# [本文]

——————

タニシが少し復活しているそうです。弥生時代から食用に利用されていたそうだ。私たちは戦後、よくとって食べましたが、1960年代の農薬散布で消えていきました。農薬の影響が減りつつあるのでしょうか。

 

水俣病公式発見から半世紀がたちました。日本は変わったのでしょうか。石牟礼道子氏は次のように述べています。

 

「昨年10月、熊本県水俣市で「全国豊かな海づくり大会」がありました。胎児性患者と天皇、皇后両陛下との面会がかないました。大会前に私は「胎児性患者の人たちに会ってくださいませんでしょうか」と皇后さまにお手紙を書いたのです。生まれてから一度もものを言ったことのない人たちが何を思っているか、感じ取っていただきたかったのです。大変感謝しております。 大会では、豊かな海をつくろうと稚魚を放流しました。しかし、豊かな海ってどういう海だろうかと思うのです。日本人の情感を養ってきたなぎさの景色、海辺をはだしで歩ける喜びは、今はありません。国民に、海に対する親愛感はほとんど育っていません。豊かな海はどんな姿なのか、一般市民も鈍感になっているのです。近代化を急いだあまりに、人格が落ちてきたのでしょうか。」(201452日西日本新聞)

——————

# [データ項目]
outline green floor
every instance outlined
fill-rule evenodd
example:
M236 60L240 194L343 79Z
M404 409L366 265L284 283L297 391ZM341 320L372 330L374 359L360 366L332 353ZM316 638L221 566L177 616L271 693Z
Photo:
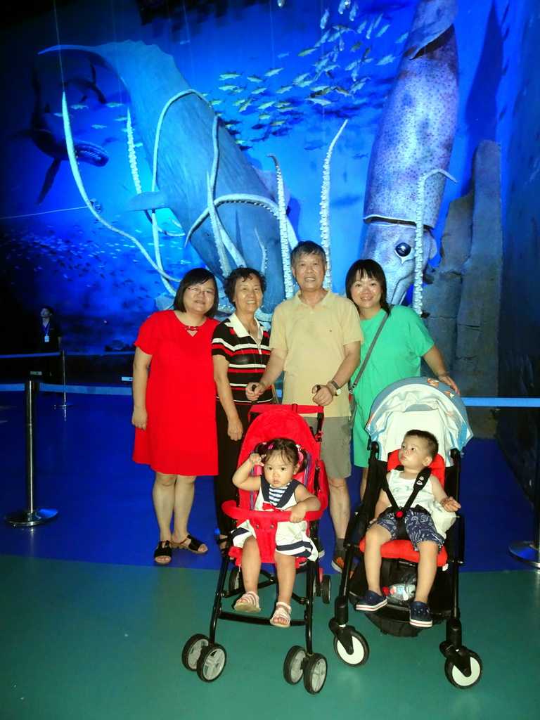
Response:
M318 598L314 649L328 661L318 696L282 675L290 646L303 644L301 628L222 621L217 640L228 661L221 677L204 683L184 668L186 639L207 633L217 575L0 556L1 720L539 716L536 571L462 574L464 642L484 664L469 690L445 678L442 626L396 639L354 613L370 657L362 667L343 665L328 629L333 604Z

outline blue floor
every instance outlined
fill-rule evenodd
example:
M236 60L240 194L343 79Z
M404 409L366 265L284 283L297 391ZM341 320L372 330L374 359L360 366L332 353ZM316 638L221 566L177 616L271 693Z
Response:
M369 645L361 667L343 664L328 624L333 604L316 598L314 650L328 661L319 695L283 680L303 630L220 621L227 666L202 683L181 662L194 633L208 634L220 557L210 478L197 480L190 529L205 556L175 551L155 567L152 473L131 462L129 397L55 395L36 403L37 507L56 519L33 529L0 523L1 720L261 720L391 713L400 720L532 720L540 706L540 575L510 543L533 536L530 503L494 441L472 440L463 462L466 563L460 580L463 641L482 658L474 688L453 688L438 644L444 625L418 638L384 635L351 611ZM0 513L26 508L24 415L19 393L0 392ZM358 496L358 474L351 480ZM330 567L333 538L321 536ZM303 576L300 576L300 582ZM300 591L302 588L300 587ZM230 602L230 601L229 601ZM273 593L261 593L264 612ZM293 612L298 613L297 608Z

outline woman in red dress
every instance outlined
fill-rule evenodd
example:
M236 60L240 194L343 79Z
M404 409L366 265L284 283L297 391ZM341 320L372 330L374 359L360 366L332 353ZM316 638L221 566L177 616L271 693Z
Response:
M217 308L214 276L203 268L190 270L173 310L151 315L135 342L133 459L156 472L152 497L160 534L154 560L163 565L171 562L172 548L208 550L189 534L187 523L195 478L217 472L210 350Z

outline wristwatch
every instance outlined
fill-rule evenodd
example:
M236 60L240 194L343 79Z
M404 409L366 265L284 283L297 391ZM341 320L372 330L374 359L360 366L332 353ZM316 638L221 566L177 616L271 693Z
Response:
M328 383L328 384L329 384L329 385L333 385L334 386L334 387L336 388L336 395L338 395L340 394L340 392L341 392L341 388L339 387L339 385L338 384L338 383L335 382L333 380L330 380Z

——————

# [課題]
タニシと水俣病をめぐる本文を、最後の文の続きから書き進めてもらえますか。 これらの項目は、本文とは別の出典から集められたものです。

# [解答]
 

そうしたなかで震災が起こりました。それを私たちはどのように解決していこうとしているのでしょうか。

作家の高村薫氏は、共産主義社会が幻であったように平等な社会はありえないとして「人間の社会には、得をする人がいて損をする人がいて、幸せと不幸が 入り交じり、けっして平等でもない。ついていない人はとことんついていないし、不幸な人は本当に不幸で、幸せな人は腹が立つくらい幸せというのが人間の社会です。」(『日本人の度量』)

この本で指摘しているのは震災からの復興について述べています。それは、阪神大震災を経験し、その復興を体験しての意見ですので重みがあります。

 

「もともと人口が減り続けていて、高齢世帯が多く、それで過疎化が進んでいた東北。もちろん復興はさせなければいけませんが、そういうところに以前と同じようなものを作り直すのが復興なのかというと、そうではないと私は思います。ところが、前と同じものを作ろうとしている。道路を作って鉄道を作って、港湾も全部整備する。けれども人はたぶん戻らないと思います。」(同前)と、被災地にすれば突き放した印象があるようにも聞こえますが、真意は別のようです。

「神戸港も震災前の需要には戻っていない。神戸がつぶれている間に、ハブ港の機能はみんな韓国にもっていかれました。きれいに作り直しても、神戸のように便利なところでも人が戻らないのに、東北の沿岸部のもともと人が住んでいない小さな漁村ばかりだったところをもとのように作り直してどうするのでしょうか。もう少し地元の方たちとしっかり話し合って、地元の方たちが、知恵を絞るべきだと私は思います。」(同前)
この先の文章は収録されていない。